◆ **CONSIGNE**
Citez, s'il vous plaît, le passage de l'extrait sur l'économie sud-coréenne compris entre « Une économie fortement » et « dernier trimestre 2019). », bornes incluses.

◆ **EXTRAIT DU TEXTE**
Une économie fortement touchée
L’économie de la Corée du Sud n’en est pas moins considérablement affectée elle aussi. Elle était toutefois déjà en petite forme avant la crise du coronavirus, en raison du conflit commercial entre les États-Unis et la Chine; les mesures d’endiguement de la pandémie et les chaînes d’approvisionnement perturbées n’ont donc fait que l’affaiblir encore davantage. Selon les données provisoires de la BoK, le PIB a chuté de 1,4% au premier trimestre, corrigé des variations saisonnières, par rapport au trimestre précédent. La performance économique n’avait plus fléchi autant depuis 2008. Sur une base annuelle, elle a encore progressé de 1,3% (2,3% au dernier trimestre 2019).
Produit intérieur brut, réel, corrigé des variations saisonnières
Les perspectives de l’économie extérieure de la Corée du Sud sont particulièrement sombres à court terme, car les exportations restent nettement inférieures au niveau de l’année précédente et le moral des entreprises est mauvais. L’exportation de biens et de services a chuté de 2% au premier trimestre par rapport au trimestre précédent, tandis que l’importation a reculé de 4,1%. La Corée du Sud produit une quantité importante de biens intermédiaires (plus de 60% du total des exportations), tandis que les produits électroniques représentent plus d’un tiers des livraisons à l’étranger. Avec environ 42% des exportations totales, la Chine et les États-Unis constituent les deux principales destinations. En Corée même, la consommation privée a à nouveau baissé comme jamais plus depuis la crise financière asiatique de 1997/1998 (T1 -6,4% par rapport au trimestre précédent). La consommation de l’État et la croissance de la formation brute de capital fixe ont également nettement ralenti.

◆ **DONNÉES FOURNIES**
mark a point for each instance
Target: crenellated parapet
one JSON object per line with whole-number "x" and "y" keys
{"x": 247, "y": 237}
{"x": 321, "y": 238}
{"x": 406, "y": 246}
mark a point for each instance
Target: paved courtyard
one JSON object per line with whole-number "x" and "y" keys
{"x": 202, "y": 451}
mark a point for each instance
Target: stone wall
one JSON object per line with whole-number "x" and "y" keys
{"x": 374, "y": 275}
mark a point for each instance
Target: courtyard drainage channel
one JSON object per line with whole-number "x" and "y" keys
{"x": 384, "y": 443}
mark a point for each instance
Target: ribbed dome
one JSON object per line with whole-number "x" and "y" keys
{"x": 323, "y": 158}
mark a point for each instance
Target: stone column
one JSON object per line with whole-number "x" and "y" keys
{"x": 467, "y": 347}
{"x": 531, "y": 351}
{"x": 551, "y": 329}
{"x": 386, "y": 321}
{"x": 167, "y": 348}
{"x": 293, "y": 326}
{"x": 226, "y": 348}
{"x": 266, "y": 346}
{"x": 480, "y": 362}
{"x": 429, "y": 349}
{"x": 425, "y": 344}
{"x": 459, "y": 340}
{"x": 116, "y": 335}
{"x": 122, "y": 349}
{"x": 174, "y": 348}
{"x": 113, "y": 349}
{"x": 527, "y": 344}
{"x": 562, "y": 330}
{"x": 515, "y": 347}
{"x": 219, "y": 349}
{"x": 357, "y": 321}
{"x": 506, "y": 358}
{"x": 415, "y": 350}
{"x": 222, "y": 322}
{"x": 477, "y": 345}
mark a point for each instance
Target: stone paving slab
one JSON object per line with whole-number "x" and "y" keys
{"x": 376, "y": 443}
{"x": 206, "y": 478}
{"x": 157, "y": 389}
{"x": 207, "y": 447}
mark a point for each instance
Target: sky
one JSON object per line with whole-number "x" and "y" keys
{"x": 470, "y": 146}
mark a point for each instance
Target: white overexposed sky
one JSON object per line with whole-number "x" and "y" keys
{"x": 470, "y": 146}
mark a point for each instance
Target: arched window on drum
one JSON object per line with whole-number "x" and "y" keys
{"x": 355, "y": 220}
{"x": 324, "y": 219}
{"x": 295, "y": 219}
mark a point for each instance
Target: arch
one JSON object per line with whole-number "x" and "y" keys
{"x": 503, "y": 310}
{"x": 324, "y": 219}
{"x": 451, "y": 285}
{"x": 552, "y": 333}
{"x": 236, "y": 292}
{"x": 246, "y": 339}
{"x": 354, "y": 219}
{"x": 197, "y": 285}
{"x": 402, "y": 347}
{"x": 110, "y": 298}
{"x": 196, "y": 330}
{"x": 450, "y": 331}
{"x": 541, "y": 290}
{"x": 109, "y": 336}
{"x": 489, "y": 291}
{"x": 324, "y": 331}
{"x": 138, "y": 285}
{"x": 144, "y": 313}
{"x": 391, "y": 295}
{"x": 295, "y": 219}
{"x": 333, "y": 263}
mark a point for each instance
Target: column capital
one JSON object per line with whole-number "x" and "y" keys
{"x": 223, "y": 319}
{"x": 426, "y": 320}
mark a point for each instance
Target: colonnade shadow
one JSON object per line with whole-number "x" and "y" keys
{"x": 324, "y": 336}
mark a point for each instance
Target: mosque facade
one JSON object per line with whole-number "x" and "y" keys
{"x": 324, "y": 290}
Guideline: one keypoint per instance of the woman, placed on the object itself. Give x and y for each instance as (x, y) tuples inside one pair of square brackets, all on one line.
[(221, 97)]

◆ **RÉPONSE**
Une économie fortement touchée
L’économie de la Corée du Sud n’en est pas moins considérablement affectée elle aussi. Elle était toutefois déjà en petite forme avant la crise du coronavirus, en raison du conflit commercial entre les États-Unis et la Chine; les mesures d’endiguement de la pandémie et les chaînes d’approvisionnement perturbées n’ont donc fait que l’affaiblir encore davantage. Selon les données provisoires de la BoK, le PIB a chuté de 1,4% au premier trimestre, corrigé des variations saisonnières, par rapport au trimestre précédent. La performance économique n’avait plus fléchi autant depuis 2008. Sur une base annuelle, elle a encore progressé de 1,3% (2,3% au dernier trimestre 2019).